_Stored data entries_
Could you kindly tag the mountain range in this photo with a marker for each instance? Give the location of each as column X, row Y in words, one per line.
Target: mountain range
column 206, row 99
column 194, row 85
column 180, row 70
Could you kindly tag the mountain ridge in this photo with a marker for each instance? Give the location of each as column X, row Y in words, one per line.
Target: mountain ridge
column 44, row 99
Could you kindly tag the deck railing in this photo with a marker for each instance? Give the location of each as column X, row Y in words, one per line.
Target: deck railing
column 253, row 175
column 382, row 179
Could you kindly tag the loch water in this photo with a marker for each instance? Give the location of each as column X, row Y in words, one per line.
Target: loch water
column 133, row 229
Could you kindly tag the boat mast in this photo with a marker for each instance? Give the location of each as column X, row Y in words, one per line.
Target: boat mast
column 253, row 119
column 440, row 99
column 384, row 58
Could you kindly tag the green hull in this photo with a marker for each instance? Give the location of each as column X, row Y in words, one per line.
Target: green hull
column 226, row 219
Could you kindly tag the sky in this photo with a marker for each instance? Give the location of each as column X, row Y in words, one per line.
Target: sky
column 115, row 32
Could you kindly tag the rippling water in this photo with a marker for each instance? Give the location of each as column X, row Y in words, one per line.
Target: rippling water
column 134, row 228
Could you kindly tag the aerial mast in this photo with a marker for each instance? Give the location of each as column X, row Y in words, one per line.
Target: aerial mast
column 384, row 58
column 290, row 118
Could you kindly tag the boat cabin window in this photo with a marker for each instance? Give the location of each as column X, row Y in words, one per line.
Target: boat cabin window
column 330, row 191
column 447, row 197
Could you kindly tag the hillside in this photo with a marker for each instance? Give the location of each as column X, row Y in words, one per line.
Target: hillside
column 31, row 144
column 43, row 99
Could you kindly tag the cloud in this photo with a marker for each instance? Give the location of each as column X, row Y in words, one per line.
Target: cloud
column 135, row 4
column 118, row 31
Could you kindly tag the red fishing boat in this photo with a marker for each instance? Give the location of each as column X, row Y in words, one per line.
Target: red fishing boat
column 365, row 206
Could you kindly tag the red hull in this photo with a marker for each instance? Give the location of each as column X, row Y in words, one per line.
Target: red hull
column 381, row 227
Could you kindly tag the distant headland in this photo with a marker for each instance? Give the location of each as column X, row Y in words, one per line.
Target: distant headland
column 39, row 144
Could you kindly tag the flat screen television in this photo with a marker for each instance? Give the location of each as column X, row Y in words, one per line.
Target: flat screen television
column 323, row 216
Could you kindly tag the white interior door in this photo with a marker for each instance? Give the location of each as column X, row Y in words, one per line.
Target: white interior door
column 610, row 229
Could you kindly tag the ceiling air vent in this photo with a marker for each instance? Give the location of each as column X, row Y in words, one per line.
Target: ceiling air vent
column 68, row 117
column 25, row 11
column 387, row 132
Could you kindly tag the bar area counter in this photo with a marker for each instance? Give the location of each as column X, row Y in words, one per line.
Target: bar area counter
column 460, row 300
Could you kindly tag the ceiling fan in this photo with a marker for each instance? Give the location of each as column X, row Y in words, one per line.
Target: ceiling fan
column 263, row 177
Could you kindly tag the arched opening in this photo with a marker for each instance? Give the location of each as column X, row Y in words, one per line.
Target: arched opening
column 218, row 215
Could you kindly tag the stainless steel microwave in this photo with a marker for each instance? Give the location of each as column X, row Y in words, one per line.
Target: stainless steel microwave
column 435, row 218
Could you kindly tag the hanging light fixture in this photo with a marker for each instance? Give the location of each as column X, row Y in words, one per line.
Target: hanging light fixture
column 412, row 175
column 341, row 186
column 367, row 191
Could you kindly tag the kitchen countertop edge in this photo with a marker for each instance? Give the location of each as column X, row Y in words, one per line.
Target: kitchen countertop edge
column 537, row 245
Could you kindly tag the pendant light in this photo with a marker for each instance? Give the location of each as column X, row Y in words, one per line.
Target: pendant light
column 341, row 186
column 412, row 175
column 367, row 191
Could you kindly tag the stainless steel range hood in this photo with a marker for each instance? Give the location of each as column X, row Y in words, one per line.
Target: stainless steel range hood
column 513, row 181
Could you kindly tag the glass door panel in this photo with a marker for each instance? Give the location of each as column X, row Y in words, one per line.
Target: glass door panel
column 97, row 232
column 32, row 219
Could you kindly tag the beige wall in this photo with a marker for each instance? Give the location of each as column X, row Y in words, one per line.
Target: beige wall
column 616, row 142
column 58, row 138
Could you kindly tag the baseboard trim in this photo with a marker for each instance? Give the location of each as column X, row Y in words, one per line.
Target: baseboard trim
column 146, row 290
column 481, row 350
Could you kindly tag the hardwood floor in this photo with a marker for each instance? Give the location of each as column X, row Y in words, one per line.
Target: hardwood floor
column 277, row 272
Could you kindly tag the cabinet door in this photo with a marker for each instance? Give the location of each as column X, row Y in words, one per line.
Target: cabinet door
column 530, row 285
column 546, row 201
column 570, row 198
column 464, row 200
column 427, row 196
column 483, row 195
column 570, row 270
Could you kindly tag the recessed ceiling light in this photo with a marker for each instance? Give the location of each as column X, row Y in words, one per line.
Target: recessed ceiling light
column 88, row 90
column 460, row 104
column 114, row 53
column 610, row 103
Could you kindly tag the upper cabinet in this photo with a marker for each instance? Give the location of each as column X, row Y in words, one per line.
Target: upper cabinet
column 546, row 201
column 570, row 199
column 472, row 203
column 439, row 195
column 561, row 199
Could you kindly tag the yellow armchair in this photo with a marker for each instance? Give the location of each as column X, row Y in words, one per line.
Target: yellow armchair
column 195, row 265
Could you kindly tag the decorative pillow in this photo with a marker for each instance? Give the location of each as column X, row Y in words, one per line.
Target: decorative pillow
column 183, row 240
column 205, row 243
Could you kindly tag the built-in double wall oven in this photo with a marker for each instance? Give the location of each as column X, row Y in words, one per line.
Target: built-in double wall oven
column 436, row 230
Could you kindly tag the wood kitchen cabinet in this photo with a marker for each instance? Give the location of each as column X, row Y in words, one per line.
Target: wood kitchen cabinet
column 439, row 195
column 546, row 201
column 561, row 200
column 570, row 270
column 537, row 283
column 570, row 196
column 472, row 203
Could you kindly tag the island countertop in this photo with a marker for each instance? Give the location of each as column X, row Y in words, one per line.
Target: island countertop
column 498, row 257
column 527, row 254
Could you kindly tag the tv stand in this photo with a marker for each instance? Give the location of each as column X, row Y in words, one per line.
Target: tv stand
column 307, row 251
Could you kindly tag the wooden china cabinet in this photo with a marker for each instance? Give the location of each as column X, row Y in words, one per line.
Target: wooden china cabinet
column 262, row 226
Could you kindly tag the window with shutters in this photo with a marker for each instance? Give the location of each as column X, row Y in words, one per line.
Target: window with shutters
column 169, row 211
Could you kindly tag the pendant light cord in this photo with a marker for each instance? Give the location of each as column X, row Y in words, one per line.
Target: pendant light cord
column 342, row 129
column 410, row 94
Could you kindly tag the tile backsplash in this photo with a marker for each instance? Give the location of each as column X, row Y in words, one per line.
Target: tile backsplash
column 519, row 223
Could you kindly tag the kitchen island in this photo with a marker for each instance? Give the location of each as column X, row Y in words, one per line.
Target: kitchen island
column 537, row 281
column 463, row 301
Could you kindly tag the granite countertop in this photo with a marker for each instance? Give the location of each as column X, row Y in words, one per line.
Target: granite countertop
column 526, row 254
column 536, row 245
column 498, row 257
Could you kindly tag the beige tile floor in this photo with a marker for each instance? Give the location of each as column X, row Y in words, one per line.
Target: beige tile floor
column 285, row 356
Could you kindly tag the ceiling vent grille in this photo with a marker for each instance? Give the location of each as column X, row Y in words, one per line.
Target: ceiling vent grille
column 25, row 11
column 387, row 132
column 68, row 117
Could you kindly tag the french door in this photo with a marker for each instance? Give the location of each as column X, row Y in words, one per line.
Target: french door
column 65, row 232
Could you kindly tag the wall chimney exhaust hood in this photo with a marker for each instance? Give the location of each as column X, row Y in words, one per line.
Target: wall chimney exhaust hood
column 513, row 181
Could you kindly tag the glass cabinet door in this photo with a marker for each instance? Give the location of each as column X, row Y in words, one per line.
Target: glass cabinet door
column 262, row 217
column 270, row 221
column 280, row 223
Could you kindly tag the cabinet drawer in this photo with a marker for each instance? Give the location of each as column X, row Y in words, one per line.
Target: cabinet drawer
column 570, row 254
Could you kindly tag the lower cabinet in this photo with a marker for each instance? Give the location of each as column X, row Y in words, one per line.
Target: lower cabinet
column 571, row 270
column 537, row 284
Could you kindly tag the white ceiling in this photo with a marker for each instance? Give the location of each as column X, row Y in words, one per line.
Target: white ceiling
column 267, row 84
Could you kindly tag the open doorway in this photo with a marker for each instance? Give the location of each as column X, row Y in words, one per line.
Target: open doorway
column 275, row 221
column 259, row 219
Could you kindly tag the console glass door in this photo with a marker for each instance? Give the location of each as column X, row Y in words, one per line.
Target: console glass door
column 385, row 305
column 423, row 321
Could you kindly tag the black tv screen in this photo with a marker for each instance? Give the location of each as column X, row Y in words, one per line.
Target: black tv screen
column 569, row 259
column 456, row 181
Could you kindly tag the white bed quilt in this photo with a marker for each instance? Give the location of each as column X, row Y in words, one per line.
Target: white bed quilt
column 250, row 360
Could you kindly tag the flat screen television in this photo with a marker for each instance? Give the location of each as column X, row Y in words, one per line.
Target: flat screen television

_PROBLEM STATEMENT_
Find the line with "Target: wooden china cabinet" in the entries above. Retype it and each line after it, exactly, through the line with "Could you kindly tag the glass cabinet", and stop there.

_EXERCISE SOLUTION_
Target: wooden china cabinet
column 262, row 226
Could you kindly tag the window with shutters in this photo with a marker for each instance? Give the location of each as column X, row Y in words, one per line.
Target: window with shutters
column 169, row 211
Could you kindly tag the pendant light cord in this photo with a marker for each instance? Give the location of each as column X, row Y in words, one per line.
Target: pendant light cord
column 342, row 129
column 410, row 94
Could you kindly tag the tile backsplash in this photo with a marker for each instance? Give the location of each as column X, row Y in words, one per line.
Target: tile backsplash
column 519, row 223
Could you kindly tag the kitchen island in this photo with a marker for each instance? Give the location of each as column X, row Y in words, one per line.
Target: kitchen island
column 537, row 281
column 463, row 301
Could you kindly tag the granite countertop in this photo with a marker for each instance? Give the location of each as column X, row Y in words, one per line.
Target: granite countertop
column 526, row 254
column 536, row 245
column 498, row 257
Could you kindly tag the beige tile floor in this photo with a marker for each instance? Give the location of each as column X, row Y in words, one per line.
Target: beige tile floor
column 285, row 356
Could you kindly tag the ceiling vent grille in this photo with a marker for each instance? Give the location of each as column X, row Y in words, one per line.
Target: ceiling vent grille
column 25, row 11
column 387, row 132
column 68, row 117
Could you kindly tag the french door in this photo with a marker for each instance? Give the location of each as column X, row Y in words, one per line.
Target: french door
column 65, row 232
Could you kindly tag the wall chimney exhaust hood in this photo with a marker for each instance? Give the location of each as column X, row Y in words, one per line.
Target: wall chimney exhaust hood
column 513, row 181
Could you kindly tag the glass cabinet door in this photo with a marker for each instance? Give the location of each as column X, row Y in words, one per line.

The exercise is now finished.